**Activity:**
Pick up the listings of documentary film projects after their last line and keep writing them.

**Extract:**
CAIN'S CHILDREN / KÁIN GYERMEKEI

Hungary

Director:  Marcell Gerő
Producer:  Sára László
Stage of development:  pre-production
Director of Photography: Rudolf Péter Kiss
Film length:  90 min
Estimated date of premiere:  May 2013

Their faces are those of angels; yet they have killed. They have paid for their crimes and today, with the mark of Cain on their forehead, they try to find their place in a society that has rejected them. Six teenagers between 15 and 18 years of age are sentenced to 8 to 15 years in prison for murder. They are at the height of suffering and are sent to hell, to the prison of Tököl in central Hungary, during the communist era. When they are released, the wall has fallen, they are “free”. But how can one survive with this legacy of suffering? In 1984, they were listened to and filmed, though not judged, by Monory-Mész András whose impartial view on them has incredible strength. 27 years later, he wishes to let them express themselves. Hungary as seen through  the eyes of
Cain’s children, a voyage (or simply a life) in hell.

THE GREATEST WISH / NEJVĚTŠÍ PŘÁNÍ
Czech Republic

Director: Olga Špátová
Producer: Adam Polák, Czech Television, DNA Production
Stage of development: post-production
Director of Photography: Olga Špátová
Film length: 83 min
Estimated date of premiere: September 2012

The seemingly simple question “What is your greatest wish?” provokes the respondents to formulate their value system. The Greatest Wish loosely follows up the eponymous classics of Czech documentary filmmaking by Jan Špáta from 1964 and 1989. In these films Jan Špáta mapped the dreams and attitudes of young people at key times of the totalitarian era. Twenty years later, his daughter Olga Špátová has picked up where he left off, providing insight into her own generation. She chose schools, prisons, institutions, demonstrations, the city and the countryside as vantage points from which to examine this topic; the film’s scope takes in birth and death. The Greatest Wish is an essay about young people; about their hopelessness and also their will to find meaning in life or the ubiquitous longing for love.

FRAGILE IDENTITY / KŘEHKÁ IDENTITA
Slovakia / Czech Republic

Director: Zuzana Piussi
Producer: Radim Procházka / Produkce Radim Procházka s.r.o (CZ) , Zuzana Piussi / Ultrafilm (SK)

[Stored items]
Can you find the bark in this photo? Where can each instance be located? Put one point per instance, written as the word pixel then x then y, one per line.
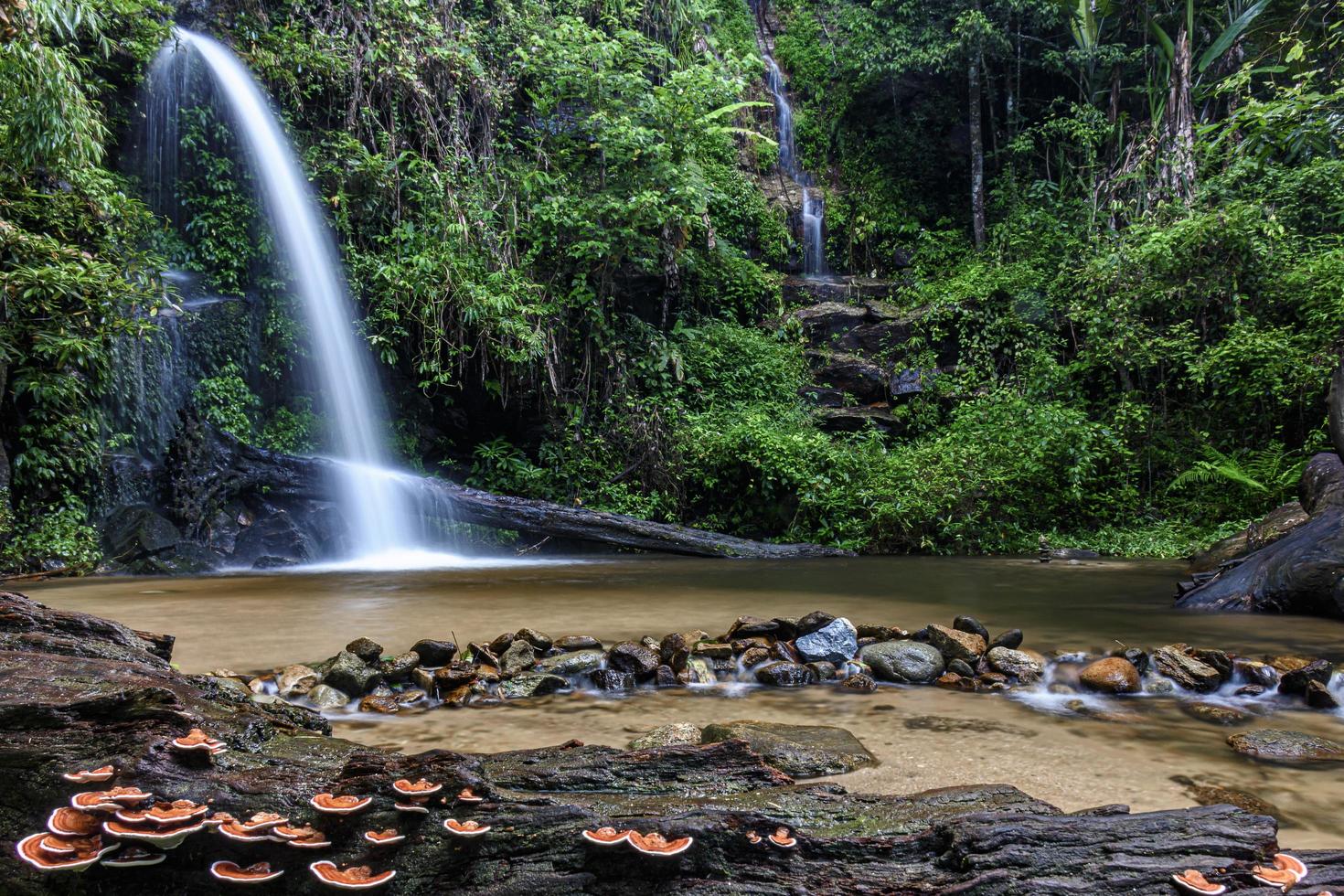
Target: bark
pixel 77 692
pixel 208 469
pixel 977 155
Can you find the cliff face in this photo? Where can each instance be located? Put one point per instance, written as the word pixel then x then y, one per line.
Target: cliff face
pixel 80 692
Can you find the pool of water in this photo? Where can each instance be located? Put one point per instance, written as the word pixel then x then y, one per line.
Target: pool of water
pixel 923 736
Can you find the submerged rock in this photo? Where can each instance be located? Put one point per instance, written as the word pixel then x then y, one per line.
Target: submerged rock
pixel 803 752
pixel 1286 746
pixel 680 732
pixel 1113 675
pixel 903 661
pixel 832 643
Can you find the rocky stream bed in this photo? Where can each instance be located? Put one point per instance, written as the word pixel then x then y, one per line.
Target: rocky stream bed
pixel 78 692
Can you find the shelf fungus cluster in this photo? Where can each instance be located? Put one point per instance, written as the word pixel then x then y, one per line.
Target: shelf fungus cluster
pixel 651 844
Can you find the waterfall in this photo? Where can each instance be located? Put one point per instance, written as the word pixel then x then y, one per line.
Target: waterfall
pixel 814 208
pixel 385 521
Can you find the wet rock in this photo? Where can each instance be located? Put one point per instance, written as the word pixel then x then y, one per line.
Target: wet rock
pixel 749 626
pixel 531 684
pixel 1186 670
pixel 294 681
pixel 971 624
pixel 823 670
pixel 400 667
pixel 571 664
pixel 668 735
pixel 1320 698
pixel 712 650
pixel 366 649
pixel 803 752
pixel 1015 664
pixel 571 643
pixel 1285 746
pixel 1215 713
pixel 903 661
pixel 385 704
pixel 612 680
pixel 1113 675
pixel 698 672
pixel 454 675
pixel 784 675
pixel 1296 683
pixel 326 698
pixel 540 643
pixel 754 656
pixel 859 681
pixel 1009 640
pixel 812 623
pixel 351 675
pixel 434 652
pixel 517 657
pixel 635 658
pixel 955 645
pixel 837 641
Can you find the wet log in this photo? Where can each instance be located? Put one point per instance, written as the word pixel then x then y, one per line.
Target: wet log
pixel 111 699
pixel 208 469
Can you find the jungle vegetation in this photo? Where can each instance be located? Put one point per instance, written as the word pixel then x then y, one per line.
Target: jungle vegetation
pixel 1125 217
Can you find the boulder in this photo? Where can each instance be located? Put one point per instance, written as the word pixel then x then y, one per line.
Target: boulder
pixel 434 652
pixel 903 661
pixel 351 675
pixel 1113 675
pixel 955 645
pixel 668 735
pixel 571 664
pixel 1017 664
pixel 296 681
pixel 784 675
pixel 1285 746
pixel 635 658
pixel 832 643
pixel 531 684
pixel 801 752
pixel 1186 670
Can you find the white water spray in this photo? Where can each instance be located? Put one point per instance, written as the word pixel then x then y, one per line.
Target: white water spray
pixel 378 501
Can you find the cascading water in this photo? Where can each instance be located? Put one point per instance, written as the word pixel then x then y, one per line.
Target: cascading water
pixel 388 528
pixel 814 208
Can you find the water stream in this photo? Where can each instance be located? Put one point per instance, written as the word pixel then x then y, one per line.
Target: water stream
pixel 385 523
pixel 923 736
pixel 814 206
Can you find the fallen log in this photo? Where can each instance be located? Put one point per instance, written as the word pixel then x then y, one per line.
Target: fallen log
pixel 208 469
pixel 80 692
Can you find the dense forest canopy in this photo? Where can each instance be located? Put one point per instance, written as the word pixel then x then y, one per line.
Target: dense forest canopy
pixel 1112 229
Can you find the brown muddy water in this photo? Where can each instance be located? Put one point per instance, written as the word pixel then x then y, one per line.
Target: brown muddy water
pixel 923 736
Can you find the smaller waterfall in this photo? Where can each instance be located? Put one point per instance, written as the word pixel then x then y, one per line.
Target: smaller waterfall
pixel 814 206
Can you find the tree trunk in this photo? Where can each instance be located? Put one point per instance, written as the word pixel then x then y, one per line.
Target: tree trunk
pixel 977 155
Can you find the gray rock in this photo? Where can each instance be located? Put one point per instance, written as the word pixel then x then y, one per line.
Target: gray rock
pixel 668 735
pixel 1285 746
pixel 326 698
pixel 1184 669
pixel 784 675
pixel 366 649
pixel 294 681
pixel 351 675
pixel 517 657
pixel 571 664
pixel 803 752
pixel 832 643
pixel 531 684
pixel 903 661
pixel 434 652
pixel 635 658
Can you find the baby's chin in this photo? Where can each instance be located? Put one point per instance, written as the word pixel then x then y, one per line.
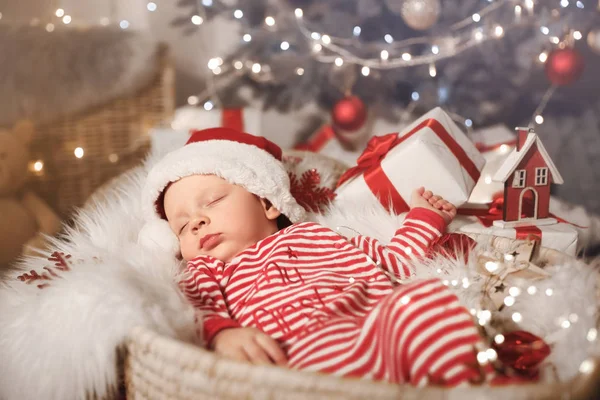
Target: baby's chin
pixel 219 256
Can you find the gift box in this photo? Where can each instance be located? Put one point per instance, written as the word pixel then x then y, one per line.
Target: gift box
pixel 432 152
pixel 495 144
pixel 561 236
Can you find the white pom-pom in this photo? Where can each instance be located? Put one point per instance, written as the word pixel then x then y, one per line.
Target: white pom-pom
pixel 158 234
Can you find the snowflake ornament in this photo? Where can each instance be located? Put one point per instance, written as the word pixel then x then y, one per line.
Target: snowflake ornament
pixel 308 192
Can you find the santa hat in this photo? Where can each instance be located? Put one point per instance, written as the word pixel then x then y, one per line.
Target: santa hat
pixel 240 158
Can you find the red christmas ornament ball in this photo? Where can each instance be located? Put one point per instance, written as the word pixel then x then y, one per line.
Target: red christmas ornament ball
pixel 349 114
pixel 564 66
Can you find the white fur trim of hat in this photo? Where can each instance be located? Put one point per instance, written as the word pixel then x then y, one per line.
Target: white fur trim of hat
pixel 249 161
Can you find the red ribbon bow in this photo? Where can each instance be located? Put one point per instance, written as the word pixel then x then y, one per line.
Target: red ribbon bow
pixel 369 163
pixel 376 150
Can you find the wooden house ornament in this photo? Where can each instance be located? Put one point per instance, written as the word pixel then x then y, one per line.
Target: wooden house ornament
pixel 527 174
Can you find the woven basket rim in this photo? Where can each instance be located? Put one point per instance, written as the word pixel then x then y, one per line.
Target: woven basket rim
pixel 173 352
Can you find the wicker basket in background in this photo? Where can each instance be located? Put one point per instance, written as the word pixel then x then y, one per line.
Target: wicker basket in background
pixel 114 138
pixel 158 367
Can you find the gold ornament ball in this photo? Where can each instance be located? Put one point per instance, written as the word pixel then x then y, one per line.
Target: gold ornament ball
pixel 593 40
pixel 421 14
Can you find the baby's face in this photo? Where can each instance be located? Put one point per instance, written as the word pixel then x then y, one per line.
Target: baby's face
pixel 212 217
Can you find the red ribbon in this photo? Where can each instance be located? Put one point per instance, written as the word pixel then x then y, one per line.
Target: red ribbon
pixel 233 118
pixel 317 141
pixel 369 164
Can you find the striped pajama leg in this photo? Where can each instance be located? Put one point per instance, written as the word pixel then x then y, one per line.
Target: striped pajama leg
pixel 418 334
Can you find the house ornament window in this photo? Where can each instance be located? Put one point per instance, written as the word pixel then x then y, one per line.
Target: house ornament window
pixel 519 178
pixel 541 176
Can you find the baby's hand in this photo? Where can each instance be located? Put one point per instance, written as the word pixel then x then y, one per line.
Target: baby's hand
pixel 250 345
pixel 426 199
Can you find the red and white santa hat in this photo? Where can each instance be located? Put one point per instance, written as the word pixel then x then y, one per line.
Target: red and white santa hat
pixel 242 159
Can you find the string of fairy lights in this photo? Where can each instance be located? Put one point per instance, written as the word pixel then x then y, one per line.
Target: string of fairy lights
pixel 390 53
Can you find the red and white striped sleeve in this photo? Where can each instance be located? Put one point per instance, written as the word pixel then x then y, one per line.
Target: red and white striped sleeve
pixel 420 229
pixel 201 288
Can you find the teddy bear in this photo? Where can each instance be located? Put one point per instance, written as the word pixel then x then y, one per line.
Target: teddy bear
pixel 24 217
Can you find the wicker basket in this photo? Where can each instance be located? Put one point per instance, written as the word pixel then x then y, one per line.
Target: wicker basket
pixel 114 138
pixel 162 368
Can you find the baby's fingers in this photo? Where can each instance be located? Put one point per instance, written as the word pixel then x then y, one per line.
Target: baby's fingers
pixel 256 354
pixel 272 349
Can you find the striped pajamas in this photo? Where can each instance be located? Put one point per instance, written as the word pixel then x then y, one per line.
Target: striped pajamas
pixel 332 307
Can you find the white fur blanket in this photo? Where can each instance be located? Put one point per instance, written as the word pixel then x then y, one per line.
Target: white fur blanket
pixel 60 342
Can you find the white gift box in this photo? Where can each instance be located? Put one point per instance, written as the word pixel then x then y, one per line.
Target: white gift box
pixel 559 236
pixel 432 152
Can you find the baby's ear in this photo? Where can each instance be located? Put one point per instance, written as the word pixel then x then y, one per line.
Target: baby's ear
pixel 271 212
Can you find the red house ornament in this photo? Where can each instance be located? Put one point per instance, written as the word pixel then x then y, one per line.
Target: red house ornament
pixel 527 174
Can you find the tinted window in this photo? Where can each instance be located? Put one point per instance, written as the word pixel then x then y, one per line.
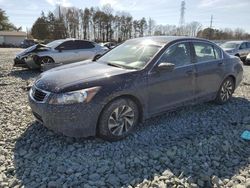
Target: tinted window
pixel 68 45
pixel 84 44
pixel 205 52
pixel 178 54
pixel 217 52
pixel 243 45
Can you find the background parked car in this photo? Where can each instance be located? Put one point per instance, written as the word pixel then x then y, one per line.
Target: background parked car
pixel 57 53
pixel 237 48
pixel 136 80
pixel 28 42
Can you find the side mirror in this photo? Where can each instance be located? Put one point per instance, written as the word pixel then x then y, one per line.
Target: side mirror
pixel 165 66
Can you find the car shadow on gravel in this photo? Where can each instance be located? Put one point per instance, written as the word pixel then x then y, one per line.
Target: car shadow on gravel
pixel 191 144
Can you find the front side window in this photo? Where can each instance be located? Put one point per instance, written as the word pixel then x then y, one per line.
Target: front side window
pixel 243 46
pixel 205 52
pixel 217 52
pixel 132 54
pixel 84 44
pixel 230 45
pixel 248 45
pixel 68 45
pixel 178 54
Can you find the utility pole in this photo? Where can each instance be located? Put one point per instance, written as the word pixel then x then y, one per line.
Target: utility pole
pixel 211 22
pixel 211 27
pixel 182 15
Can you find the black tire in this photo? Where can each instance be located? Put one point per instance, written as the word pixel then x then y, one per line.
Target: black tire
pixel 97 57
pixel 226 91
pixel 46 59
pixel 108 127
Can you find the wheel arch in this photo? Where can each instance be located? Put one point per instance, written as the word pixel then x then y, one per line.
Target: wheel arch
pixel 122 96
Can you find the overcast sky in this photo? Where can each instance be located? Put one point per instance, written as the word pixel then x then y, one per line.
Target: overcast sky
pixel 227 13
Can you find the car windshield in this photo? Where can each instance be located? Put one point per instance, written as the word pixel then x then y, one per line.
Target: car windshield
pixel 131 54
pixel 54 43
pixel 230 45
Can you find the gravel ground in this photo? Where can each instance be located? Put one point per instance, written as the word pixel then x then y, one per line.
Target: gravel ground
pixel 197 146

**Exercise result:**
Stage of development:  production
Director of photography: Zuzana Piussi
Film length: 75 min
Estimated date of premiere: October 2012

In Fragile Identity, original Slovak director Zuzana Piussi examines her fellow countrymen’s current notion of their nationality. She expresses her concern that Slovak national sentiment is rather fragile and liable to political misuse. Her protagonists often reject the leading Czech figures of Czechoslovak history and rather look for their national roots in the common “pre-national“ past of Great Moravia. Although many of the stories are rather tragicomic, the turbulent development of united Europe has proved that the search for one’s own identity is fragile not only in Slovakia.

PIPELINE / POTRUBÍ
Germany / Czech Republic / Russia

Director: Vitaly Mansky
Producer: Simone Baumann (Saxonia Entertainment), Filip Remunda (Hypermarket Film), Vitaly Mansky (Vertov Studio)
Stage of development: production
Director of Photography: Alexandra Ivanova
Film length: 90 min
Estimated date of premiere: Spring 2013

In front of a black background, the opening titles appear. We hear unusual and mysterious noise, which is getting louder and louder. As the dark background is getting lighter, orange-colored plumes of smoke become gradually visible. They are shedding light onto burnt, black tree trunks. The viewer is slowly realizing that the camera is revealing blazing flames. The noise slowly fades into solemn music.